Stored items
┌──

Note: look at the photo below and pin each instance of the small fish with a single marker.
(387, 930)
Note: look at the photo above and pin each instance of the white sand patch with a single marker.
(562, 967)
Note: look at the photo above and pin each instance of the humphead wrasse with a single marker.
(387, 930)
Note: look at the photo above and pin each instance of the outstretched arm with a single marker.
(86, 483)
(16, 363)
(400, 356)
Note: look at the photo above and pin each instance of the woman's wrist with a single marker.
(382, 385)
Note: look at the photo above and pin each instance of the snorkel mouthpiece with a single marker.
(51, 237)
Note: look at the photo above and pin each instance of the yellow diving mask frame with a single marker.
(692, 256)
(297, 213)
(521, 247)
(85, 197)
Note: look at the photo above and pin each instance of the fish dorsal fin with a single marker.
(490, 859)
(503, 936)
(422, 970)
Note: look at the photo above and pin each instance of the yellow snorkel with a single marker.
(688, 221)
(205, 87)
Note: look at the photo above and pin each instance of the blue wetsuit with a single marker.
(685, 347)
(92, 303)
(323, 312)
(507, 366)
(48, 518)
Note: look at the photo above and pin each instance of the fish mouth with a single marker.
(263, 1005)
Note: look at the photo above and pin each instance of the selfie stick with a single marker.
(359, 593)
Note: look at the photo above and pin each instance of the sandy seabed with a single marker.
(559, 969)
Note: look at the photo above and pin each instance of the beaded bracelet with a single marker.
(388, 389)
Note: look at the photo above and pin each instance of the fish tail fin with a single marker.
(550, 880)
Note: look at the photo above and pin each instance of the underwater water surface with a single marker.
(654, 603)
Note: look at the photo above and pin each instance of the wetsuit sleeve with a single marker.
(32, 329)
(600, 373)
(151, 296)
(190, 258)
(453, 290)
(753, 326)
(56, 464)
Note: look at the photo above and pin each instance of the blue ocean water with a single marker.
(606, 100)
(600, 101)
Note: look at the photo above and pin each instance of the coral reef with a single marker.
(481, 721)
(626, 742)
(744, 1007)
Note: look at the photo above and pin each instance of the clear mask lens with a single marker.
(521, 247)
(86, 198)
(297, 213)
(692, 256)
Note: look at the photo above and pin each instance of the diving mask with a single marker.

└──

Set down the entries verbatim, leaving none out.

Note: look at the photo below and pin each instance of the small fish with a single marker.
(387, 930)
Note: look at the photo above and pin each instance of the white sand patch with a single marker.
(562, 967)
Note: look at the photo above and pin each instance of the humphead wrasse with a single marker.
(387, 930)
Note: look at the photo above and pin each instance of the outstretched arm with a single marker.
(86, 483)
(16, 363)
(400, 356)
Note: look at the photo above and pin each instance of the woman's wrist with a single marker.
(382, 385)
Note: look at the photo above and pin each instance of the snorkel mouthpiece with a single marker.
(51, 237)
Note: look at the photo above and pin each instance of the yellow diving mask frame with a single marker.
(692, 256)
(297, 213)
(521, 247)
(85, 197)
Note: look at the photo above and pin each instance of the fish dorsal fin with a single marker.
(490, 859)
(503, 936)
(422, 970)
Note: look at the photo above and pin each instance of the yellow snorkel with a single marker.
(688, 221)
(205, 87)
Note: look at the photo above and pin each instance of the blue wetsuit with a single marker.
(685, 347)
(92, 303)
(323, 312)
(507, 366)
(48, 518)
Note: look at the photo above and pin each instance of the fish mouth with a single marker.
(263, 1005)
Note: look at the photo above and pin each instance of the selfie stick with a single marker.
(359, 593)
Note: look at the photo above and pin each instance of the sandy seabed with a single marker.
(559, 969)
Note: look at the photo above and pin each instance of the beaded bracelet with a single marker.
(388, 389)
Note: look at the photo above and pin each instance of the fish tail fin with a single marker.
(550, 880)
Note: look at the photo above and pin each instance of the underwater water surface with a single marker.
(654, 603)
Note: look at the photo above and pin each instance of the wetsuit sleeve with a single marker.
(32, 329)
(600, 373)
(151, 296)
(190, 258)
(453, 290)
(753, 326)
(56, 464)
Note: look at the photo above and pin each instance of the blue ocean water with a single marker.
(606, 100)
(600, 101)
Note: look at the photo above and pin each instance of the coral reef with a single marker.
(481, 721)
(626, 742)
(744, 1007)
Note: look at the photo above and pin each instance of the clear mask lens with a single marker.
(521, 247)
(86, 198)
(297, 213)
(692, 256)
Note: look at the photo above and pin each instance of the diving mask with a single marker.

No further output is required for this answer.